▶ YOUR GOAL: Everything from the line containing "of the nose" through the end of the data below should be copied exactly, with no other lines.

▶ DATA EXTRACTS:
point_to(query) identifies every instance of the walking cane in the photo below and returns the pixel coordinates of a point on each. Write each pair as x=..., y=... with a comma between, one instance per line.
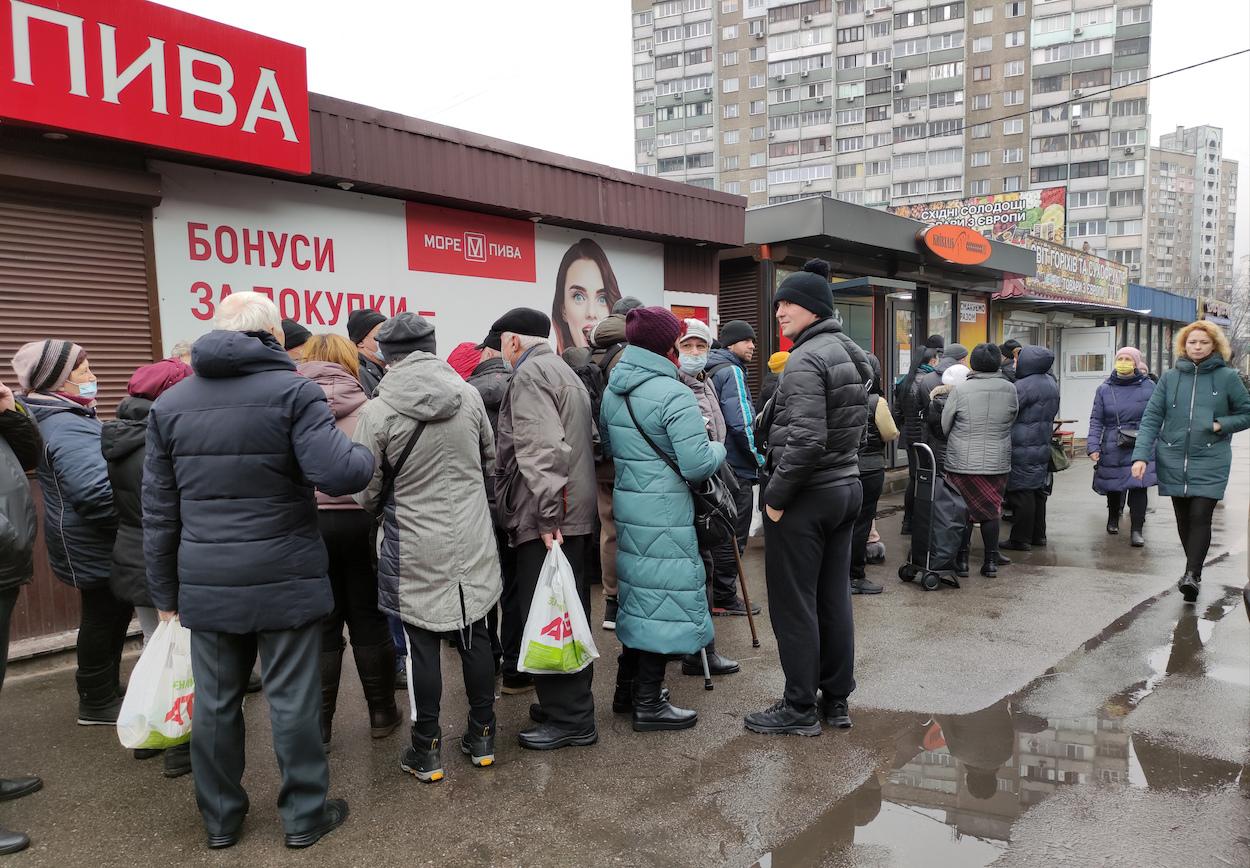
x=746, y=600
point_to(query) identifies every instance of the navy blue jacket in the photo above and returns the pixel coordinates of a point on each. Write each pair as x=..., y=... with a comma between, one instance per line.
x=230, y=522
x=735, y=404
x=1038, y=394
x=80, y=522
x=1119, y=403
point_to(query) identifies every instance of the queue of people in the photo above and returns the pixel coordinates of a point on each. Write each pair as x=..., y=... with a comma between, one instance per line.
x=273, y=488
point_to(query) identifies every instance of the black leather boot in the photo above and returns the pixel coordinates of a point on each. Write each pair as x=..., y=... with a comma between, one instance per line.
x=331, y=668
x=376, y=668
x=654, y=713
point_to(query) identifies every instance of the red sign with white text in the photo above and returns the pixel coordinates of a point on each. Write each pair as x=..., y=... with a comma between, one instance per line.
x=138, y=71
x=444, y=240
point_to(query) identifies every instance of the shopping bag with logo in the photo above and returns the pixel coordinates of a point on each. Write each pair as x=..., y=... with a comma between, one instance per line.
x=556, y=638
x=156, y=712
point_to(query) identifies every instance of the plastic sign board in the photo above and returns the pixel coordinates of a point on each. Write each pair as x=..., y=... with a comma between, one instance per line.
x=958, y=245
x=136, y=71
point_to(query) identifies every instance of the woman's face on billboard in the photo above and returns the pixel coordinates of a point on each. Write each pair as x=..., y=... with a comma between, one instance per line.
x=585, y=300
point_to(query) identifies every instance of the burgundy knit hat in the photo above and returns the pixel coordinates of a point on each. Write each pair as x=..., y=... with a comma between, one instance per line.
x=654, y=329
x=44, y=365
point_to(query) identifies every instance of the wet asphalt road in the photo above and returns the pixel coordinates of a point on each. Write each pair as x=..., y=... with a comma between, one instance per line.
x=1071, y=712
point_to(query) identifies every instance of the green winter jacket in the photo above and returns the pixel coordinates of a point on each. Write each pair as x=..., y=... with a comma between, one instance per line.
x=663, y=603
x=1193, y=460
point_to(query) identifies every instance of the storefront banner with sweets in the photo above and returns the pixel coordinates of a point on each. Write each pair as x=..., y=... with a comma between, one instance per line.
x=1004, y=217
x=321, y=253
x=1064, y=273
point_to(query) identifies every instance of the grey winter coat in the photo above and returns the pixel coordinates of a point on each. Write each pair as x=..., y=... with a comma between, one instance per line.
x=438, y=568
x=545, y=463
x=20, y=445
x=978, y=423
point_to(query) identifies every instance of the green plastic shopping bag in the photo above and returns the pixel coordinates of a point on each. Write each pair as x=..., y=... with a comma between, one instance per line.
x=556, y=638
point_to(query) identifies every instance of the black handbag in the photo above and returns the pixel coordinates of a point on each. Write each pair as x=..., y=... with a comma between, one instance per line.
x=715, y=513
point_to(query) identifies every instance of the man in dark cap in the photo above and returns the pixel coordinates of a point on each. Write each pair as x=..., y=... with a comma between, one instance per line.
x=296, y=335
x=726, y=369
x=363, y=328
x=545, y=490
x=811, y=500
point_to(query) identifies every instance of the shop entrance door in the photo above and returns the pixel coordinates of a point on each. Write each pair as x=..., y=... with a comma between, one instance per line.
x=1088, y=357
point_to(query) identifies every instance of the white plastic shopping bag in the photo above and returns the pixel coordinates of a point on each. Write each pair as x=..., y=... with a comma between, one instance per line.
x=156, y=712
x=556, y=639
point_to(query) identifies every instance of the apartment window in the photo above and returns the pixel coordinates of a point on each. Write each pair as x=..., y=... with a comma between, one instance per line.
x=850, y=35
x=1088, y=199
x=1085, y=228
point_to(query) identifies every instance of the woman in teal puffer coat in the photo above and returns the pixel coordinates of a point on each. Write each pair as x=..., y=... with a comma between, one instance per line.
x=1189, y=425
x=663, y=602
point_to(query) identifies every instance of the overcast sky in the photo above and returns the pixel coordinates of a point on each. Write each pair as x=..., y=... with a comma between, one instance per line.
x=556, y=74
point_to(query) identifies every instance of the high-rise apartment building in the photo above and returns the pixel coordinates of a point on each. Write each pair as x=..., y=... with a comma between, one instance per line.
x=895, y=103
x=1193, y=211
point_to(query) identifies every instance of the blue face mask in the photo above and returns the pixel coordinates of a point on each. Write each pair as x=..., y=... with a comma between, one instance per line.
x=693, y=364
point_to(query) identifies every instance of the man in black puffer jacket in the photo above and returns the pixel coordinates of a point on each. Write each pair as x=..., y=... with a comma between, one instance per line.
x=233, y=548
x=811, y=502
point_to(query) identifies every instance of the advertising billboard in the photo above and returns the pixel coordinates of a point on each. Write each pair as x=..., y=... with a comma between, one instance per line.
x=321, y=253
x=1006, y=217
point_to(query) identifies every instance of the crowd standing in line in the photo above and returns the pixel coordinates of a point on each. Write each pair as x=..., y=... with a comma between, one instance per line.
x=270, y=487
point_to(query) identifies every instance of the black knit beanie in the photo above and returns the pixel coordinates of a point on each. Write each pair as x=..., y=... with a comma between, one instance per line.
x=986, y=358
x=809, y=289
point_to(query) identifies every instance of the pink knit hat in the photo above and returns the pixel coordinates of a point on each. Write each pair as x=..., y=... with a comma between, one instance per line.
x=44, y=365
x=1135, y=354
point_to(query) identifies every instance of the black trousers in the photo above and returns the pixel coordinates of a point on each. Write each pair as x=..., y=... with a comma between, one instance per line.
x=221, y=663
x=808, y=558
x=1136, y=498
x=1029, y=508
x=101, y=637
x=724, y=584
x=425, y=676
x=8, y=603
x=1194, y=524
x=565, y=698
x=873, y=483
x=346, y=537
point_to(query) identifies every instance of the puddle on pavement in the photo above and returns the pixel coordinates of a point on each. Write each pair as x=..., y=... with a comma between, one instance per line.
x=956, y=784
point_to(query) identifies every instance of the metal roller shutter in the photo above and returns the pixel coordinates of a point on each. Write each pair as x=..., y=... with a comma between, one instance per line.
x=740, y=299
x=76, y=273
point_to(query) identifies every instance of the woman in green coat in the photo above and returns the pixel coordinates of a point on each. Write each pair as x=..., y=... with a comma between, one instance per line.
x=663, y=603
x=1188, y=428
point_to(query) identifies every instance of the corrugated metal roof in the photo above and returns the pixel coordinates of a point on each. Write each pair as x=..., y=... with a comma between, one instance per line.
x=393, y=154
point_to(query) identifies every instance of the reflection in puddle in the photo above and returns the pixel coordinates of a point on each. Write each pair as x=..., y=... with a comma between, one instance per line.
x=956, y=783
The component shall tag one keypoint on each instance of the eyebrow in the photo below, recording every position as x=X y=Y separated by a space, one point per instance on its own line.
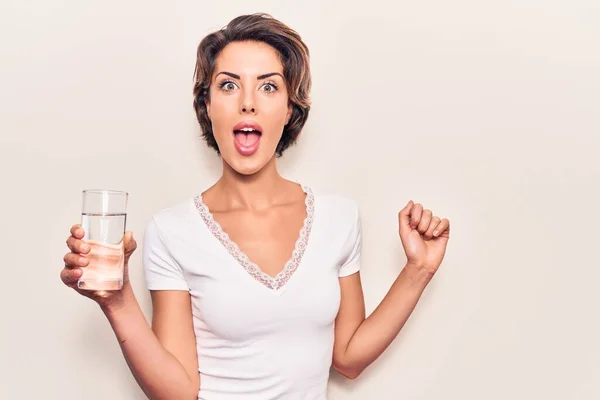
x=263 y=76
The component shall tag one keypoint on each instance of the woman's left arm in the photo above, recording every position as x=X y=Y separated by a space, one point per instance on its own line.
x=358 y=340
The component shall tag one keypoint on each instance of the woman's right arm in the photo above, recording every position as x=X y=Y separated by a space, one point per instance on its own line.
x=163 y=357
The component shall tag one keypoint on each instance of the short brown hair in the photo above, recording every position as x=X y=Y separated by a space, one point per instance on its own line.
x=294 y=57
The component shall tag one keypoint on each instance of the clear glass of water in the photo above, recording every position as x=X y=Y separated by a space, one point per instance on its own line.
x=103 y=218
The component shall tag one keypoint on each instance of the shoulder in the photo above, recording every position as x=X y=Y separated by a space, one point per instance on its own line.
x=339 y=208
x=173 y=217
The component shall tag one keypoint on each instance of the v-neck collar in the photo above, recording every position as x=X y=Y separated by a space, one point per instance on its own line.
x=278 y=282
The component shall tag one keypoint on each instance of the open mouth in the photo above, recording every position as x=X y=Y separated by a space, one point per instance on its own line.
x=247 y=137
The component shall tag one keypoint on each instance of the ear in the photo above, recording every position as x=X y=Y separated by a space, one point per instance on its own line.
x=207 y=105
x=289 y=114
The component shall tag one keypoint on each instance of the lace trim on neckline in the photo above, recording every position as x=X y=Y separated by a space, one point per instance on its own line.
x=254 y=270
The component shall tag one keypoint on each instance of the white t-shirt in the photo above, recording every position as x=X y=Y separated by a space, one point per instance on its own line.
x=257 y=337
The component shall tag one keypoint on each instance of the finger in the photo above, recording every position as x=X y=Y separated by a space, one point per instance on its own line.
x=443 y=229
x=78 y=246
x=73 y=260
x=425 y=221
x=70 y=276
x=415 y=215
x=129 y=242
x=435 y=221
x=77 y=231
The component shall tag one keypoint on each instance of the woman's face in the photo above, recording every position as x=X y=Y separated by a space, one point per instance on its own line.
x=248 y=105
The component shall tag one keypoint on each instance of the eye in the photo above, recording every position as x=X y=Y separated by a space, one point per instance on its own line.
x=269 y=87
x=227 y=86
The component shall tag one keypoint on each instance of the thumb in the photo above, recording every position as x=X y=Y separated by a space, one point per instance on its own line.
x=404 y=219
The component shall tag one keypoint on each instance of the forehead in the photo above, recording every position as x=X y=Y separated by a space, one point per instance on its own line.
x=248 y=58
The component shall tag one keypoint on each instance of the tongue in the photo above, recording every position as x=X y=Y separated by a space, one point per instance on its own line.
x=247 y=139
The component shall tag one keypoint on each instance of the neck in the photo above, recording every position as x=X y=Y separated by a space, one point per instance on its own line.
x=254 y=192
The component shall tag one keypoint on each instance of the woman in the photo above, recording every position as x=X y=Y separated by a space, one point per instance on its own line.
x=255 y=282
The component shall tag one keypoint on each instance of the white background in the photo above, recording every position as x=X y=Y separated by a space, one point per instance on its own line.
x=487 y=112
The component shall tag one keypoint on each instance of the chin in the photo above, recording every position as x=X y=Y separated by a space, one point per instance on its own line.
x=246 y=165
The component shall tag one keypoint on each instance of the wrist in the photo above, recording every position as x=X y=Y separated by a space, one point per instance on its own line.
x=418 y=274
x=117 y=301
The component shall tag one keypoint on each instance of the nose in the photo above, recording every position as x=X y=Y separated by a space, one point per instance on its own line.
x=247 y=104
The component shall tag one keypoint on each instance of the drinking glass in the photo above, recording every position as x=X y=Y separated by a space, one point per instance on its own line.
x=103 y=218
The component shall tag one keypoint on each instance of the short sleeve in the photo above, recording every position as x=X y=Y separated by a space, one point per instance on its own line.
x=352 y=247
x=161 y=271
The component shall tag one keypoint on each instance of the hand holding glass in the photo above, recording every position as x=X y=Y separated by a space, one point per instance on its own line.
x=103 y=219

▶ REPLY TO THE TASK:
The component shall tag one keypoint on each instance of the nose in the photo above, recording every position as x=X y=Y separated by a space, one point per instance on its own line.
x=247 y=104
The component shall tag one keypoint on each instance of the drinking glass in the photo above, recording every position as x=X y=Y separated by a space, one point per instance on its own line.
x=103 y=218
The component shall tag one keypoint on each instance of the short sleeve in the photo above, recording every position as x=X y=Y separated by a space, one point per instance on its own line.
x=352 y=247
x=161 y=271
The component shall tag one keypoint on each instance of the hand holding glass in the photo above, recording every position as x=X y=Y separated by a space, one point per instance on its own line.
x=103 y=219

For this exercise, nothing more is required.